In the material below, find the line with "Target: raised arm" and the line with "Target: blurred background player", then output those two lines and every line between them, exactly.

★ ★ ★ ★ ★

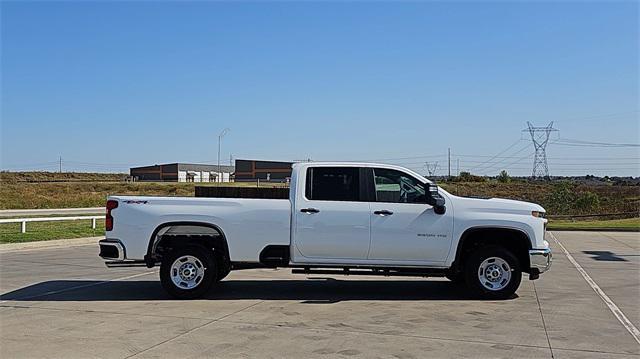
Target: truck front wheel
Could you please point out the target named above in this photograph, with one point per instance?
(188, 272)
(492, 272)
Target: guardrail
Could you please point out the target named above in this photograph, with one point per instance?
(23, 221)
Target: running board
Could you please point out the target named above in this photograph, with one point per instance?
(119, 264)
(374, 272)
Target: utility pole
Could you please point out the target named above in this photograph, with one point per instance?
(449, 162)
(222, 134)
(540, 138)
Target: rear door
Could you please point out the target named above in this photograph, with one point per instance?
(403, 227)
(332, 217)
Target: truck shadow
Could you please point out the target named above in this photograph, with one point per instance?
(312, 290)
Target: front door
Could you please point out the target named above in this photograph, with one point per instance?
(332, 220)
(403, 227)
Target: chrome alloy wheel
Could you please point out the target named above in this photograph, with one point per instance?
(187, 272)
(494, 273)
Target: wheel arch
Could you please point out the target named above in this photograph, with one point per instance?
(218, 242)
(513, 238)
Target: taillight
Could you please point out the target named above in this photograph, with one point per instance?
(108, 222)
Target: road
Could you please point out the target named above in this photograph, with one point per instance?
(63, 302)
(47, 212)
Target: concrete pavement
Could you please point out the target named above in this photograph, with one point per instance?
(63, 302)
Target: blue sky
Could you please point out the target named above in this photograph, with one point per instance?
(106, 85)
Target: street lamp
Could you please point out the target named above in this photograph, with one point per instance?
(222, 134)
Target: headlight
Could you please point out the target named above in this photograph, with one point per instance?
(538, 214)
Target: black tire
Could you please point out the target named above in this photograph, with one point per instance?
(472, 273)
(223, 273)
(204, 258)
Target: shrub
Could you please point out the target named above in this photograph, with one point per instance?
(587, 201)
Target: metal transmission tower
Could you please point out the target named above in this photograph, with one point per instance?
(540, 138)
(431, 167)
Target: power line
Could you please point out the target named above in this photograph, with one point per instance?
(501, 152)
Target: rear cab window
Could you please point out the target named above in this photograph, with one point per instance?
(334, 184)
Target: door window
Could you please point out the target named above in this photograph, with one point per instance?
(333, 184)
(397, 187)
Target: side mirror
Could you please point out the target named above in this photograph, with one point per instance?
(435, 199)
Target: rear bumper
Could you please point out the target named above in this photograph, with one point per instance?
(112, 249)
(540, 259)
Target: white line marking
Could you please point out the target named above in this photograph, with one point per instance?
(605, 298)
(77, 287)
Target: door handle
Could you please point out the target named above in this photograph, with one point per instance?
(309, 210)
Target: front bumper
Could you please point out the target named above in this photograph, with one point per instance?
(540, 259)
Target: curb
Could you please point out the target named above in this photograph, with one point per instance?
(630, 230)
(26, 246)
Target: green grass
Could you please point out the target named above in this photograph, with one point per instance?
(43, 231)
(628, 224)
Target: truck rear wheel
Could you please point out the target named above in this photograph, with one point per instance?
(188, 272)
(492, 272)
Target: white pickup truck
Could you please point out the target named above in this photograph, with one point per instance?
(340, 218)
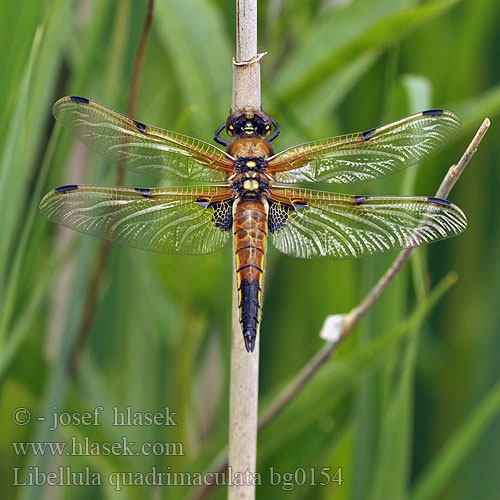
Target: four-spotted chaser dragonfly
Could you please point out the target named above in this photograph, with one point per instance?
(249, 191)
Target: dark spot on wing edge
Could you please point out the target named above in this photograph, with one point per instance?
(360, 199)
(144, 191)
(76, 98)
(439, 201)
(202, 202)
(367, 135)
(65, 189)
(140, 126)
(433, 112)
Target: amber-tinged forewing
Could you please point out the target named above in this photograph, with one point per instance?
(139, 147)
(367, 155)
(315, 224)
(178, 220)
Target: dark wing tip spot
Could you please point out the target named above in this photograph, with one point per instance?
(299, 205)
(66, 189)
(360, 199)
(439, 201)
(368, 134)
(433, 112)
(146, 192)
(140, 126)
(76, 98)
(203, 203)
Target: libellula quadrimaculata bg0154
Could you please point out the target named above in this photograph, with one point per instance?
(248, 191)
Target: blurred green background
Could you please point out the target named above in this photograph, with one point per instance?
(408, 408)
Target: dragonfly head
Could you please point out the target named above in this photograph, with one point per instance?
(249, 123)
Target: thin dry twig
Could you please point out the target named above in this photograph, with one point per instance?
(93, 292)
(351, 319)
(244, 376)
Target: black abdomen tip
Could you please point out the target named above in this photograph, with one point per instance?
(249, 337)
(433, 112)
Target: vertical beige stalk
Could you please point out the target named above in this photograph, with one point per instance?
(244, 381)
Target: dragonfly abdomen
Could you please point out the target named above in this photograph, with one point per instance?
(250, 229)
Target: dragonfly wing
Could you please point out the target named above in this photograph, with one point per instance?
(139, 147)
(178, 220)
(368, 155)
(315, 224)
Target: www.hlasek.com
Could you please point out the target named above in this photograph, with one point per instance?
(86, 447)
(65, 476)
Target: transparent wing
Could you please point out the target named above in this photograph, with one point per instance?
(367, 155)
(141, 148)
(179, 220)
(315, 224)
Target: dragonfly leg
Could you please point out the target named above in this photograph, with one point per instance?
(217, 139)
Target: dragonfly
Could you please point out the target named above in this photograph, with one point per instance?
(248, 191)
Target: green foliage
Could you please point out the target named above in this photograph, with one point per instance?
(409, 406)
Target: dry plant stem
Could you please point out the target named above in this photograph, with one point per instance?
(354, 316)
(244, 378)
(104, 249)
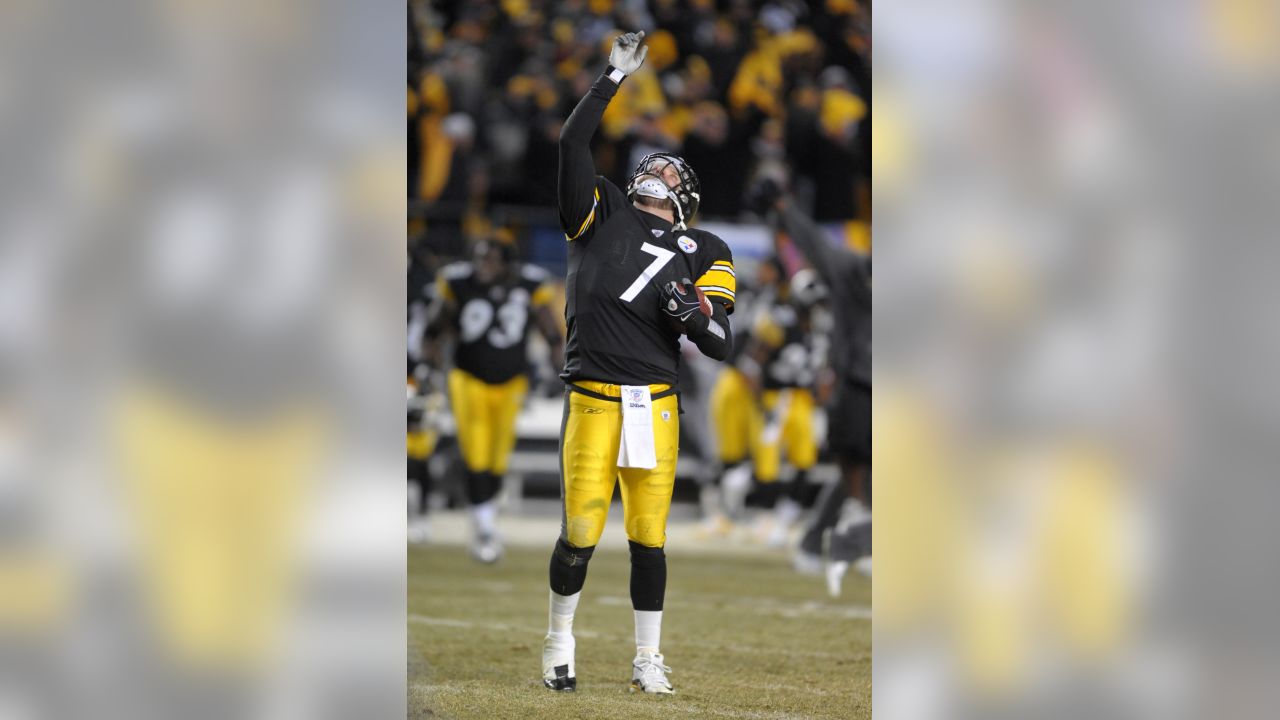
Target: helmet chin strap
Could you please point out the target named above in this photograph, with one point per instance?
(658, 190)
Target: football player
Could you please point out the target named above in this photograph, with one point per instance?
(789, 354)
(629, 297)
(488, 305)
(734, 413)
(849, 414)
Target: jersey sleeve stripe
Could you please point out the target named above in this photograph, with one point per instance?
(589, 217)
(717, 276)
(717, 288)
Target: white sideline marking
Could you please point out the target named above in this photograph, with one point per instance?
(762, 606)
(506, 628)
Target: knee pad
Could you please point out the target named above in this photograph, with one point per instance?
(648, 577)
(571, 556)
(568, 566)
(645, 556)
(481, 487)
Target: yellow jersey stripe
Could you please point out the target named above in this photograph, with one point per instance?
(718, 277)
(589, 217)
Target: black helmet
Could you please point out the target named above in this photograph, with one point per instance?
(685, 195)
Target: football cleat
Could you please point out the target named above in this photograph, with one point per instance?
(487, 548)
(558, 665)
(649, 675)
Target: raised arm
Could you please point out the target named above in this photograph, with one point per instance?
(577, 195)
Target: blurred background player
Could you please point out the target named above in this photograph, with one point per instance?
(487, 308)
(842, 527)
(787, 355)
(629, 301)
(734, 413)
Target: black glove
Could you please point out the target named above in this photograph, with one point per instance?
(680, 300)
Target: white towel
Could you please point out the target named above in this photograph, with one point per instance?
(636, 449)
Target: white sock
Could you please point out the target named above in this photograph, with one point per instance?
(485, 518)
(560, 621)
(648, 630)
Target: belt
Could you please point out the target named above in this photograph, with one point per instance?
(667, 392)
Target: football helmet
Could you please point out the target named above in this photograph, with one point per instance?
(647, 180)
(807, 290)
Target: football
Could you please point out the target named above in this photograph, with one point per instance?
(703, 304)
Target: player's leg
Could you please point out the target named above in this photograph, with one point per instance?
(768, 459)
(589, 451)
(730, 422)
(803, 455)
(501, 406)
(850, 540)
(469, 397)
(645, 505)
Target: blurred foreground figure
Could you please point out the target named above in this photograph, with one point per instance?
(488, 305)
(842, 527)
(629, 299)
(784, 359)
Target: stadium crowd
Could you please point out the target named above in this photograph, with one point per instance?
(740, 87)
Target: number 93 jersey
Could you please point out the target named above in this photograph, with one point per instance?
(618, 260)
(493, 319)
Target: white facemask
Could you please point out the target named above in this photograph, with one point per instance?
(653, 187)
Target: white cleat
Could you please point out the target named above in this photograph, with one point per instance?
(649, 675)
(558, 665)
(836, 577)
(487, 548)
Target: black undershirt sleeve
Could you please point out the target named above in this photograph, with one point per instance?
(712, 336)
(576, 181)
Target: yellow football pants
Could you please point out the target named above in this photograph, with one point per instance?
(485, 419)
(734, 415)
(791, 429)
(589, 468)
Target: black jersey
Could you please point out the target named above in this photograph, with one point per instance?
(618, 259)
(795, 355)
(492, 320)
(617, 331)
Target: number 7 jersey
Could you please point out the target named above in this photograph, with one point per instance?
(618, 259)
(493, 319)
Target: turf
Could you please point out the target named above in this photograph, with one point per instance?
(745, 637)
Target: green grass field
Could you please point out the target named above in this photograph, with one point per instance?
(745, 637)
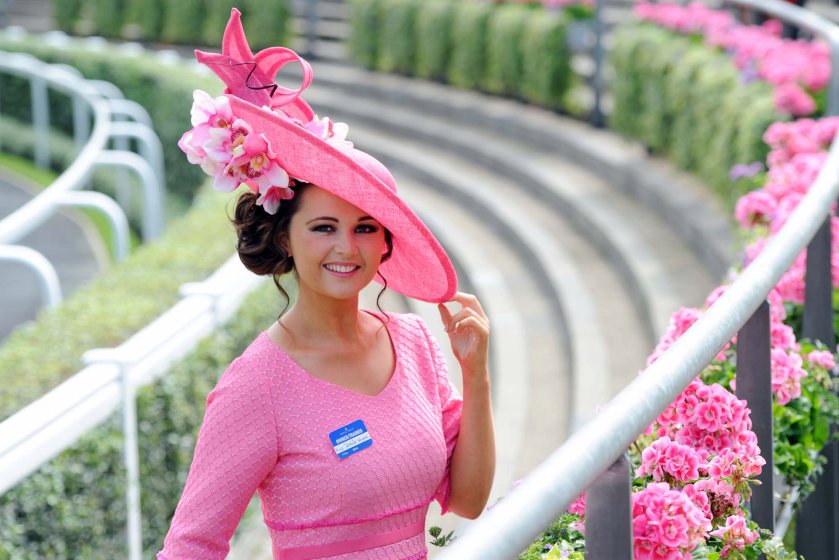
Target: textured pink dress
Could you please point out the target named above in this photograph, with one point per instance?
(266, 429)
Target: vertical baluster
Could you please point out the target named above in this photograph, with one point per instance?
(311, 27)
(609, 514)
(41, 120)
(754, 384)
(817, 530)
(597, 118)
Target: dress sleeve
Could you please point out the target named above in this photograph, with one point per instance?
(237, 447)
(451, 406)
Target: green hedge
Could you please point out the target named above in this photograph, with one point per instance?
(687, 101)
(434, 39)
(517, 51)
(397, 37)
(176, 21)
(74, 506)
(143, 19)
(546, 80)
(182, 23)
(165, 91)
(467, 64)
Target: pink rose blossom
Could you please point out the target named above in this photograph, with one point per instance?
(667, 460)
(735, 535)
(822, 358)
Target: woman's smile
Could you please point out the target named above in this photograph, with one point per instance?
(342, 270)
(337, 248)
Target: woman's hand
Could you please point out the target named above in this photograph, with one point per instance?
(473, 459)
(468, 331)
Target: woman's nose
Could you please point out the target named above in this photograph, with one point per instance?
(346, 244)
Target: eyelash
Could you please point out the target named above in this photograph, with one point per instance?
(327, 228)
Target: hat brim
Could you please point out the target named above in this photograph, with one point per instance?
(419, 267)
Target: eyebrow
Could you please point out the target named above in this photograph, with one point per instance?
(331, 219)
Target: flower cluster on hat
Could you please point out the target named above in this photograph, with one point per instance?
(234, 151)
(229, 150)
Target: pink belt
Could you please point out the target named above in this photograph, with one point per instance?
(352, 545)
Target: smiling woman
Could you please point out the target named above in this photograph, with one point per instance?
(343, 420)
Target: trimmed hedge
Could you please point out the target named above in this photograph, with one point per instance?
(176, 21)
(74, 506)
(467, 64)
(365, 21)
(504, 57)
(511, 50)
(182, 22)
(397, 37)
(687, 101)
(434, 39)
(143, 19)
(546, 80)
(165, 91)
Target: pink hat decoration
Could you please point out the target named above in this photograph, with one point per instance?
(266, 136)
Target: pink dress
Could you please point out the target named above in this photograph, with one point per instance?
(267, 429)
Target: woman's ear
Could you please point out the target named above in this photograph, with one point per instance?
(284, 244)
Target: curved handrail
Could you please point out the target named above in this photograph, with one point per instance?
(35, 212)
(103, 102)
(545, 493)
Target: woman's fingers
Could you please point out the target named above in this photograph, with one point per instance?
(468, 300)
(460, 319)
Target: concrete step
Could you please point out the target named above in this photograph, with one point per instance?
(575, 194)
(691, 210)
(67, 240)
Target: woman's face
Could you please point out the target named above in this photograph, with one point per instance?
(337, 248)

★ ★ ★ ★ ★

TASK RESULT:
Target: raised arm
Could you please point out the target named above in this photograph, with one point per instance?
(577, 195)
Target: blurred background player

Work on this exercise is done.